** Activity list **
1. Extract the passage of the text on the Chen Practical Method from "There is no shifting of weight, only" up to and including "open, one close).".
2. Rewrite the records from their start up to and including the line with "negative clicks: (230, 26) (278, 83)", replacing "clicks" with "points" and changing nothing else. Give only those lines, without the pictures.

** Text excerpt **
################

Chen Practical Method – No Weight Shifting, Only Turning

One of the maxim’s I’ve heard in the Chen Style Taijiquan Practical Method as taught by Master Chen Zhonghua is:

There is no shifting of weight, only turning

It has taken me a very LONG time to even grasp this concept, let alone exemplify it in my own body mechanics.  Prior to the Chen Practical Method, all the taiji I have ever been exposed to consists of shifting the weight side-to-side,  back-to-forward, and leg-to-leg.

In the Chen Practical Method, the weight stays centered and the body only turns about the central axis. There is NO shifting of weight.  The turning of the body is driven by the movement of the kuas (one up, one down; one open, one close).

################

** Listed records **
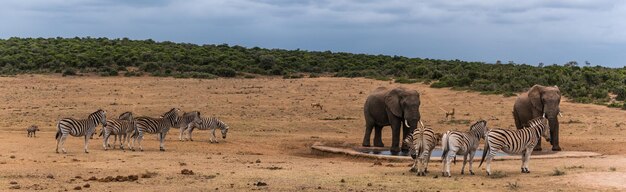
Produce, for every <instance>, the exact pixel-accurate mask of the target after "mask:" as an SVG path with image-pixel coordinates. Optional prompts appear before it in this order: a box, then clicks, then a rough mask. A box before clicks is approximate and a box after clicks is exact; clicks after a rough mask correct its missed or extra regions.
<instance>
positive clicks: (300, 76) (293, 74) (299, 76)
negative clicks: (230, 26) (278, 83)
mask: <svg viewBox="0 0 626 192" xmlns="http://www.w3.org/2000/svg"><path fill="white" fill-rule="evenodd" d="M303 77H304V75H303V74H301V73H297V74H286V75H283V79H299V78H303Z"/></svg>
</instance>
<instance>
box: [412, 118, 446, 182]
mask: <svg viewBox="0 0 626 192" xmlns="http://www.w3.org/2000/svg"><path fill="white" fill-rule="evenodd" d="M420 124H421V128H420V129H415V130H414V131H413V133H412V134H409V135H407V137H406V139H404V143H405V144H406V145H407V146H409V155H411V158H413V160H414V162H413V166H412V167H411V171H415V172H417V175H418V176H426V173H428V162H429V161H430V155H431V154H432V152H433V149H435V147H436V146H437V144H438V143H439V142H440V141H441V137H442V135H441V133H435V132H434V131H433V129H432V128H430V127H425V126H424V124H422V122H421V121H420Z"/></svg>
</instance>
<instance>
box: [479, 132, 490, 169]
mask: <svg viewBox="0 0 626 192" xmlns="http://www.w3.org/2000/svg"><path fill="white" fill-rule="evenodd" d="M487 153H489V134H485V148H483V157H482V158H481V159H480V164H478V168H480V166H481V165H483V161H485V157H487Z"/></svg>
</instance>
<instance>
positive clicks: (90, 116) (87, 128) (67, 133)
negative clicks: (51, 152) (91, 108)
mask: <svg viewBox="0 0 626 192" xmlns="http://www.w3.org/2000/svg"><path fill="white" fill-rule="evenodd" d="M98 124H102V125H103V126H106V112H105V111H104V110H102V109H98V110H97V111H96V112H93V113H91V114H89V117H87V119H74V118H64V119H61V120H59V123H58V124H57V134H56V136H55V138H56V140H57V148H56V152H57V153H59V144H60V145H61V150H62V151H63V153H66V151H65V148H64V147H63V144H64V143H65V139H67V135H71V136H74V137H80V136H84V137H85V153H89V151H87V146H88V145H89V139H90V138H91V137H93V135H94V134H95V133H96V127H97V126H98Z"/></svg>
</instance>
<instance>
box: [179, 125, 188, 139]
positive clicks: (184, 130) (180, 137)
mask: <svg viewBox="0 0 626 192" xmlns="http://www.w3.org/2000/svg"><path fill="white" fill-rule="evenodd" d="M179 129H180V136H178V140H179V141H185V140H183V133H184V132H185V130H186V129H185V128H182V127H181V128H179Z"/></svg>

################

** Answers in order **
1.
There is no shifting of weight, only turning

It has taken me a very LONG time to even grasp this concept, let alone exemplify it in my own body mechanics.  Prior to the Chen Practical Method, all the taiji I have ever been exposed to consists of shifting the weight side-to-side,  back-to-forward, and leg-to-leg.

In the Chen Practical Method, the weight stays centered and the body only turns about the central axis. There is NO shifting of weight.  The turning of the body is driven by the movement of the kuas (one up, one down; one open, one close).

2.
Produce, for every <instance>, the exact pixel-accurate mask of the target after "mask:" as an SVG path with image-pixel coordinates. Optional prompts appear before it in this order: a box, then points, then a rough mask. A box before points is approximate and a box after points is exact; points after a rough mask correct its missed or extra regions.
<instance>
positive points: (300, 76) (293, 74) (299, 76)
negative points: (230, 26) (278, 83)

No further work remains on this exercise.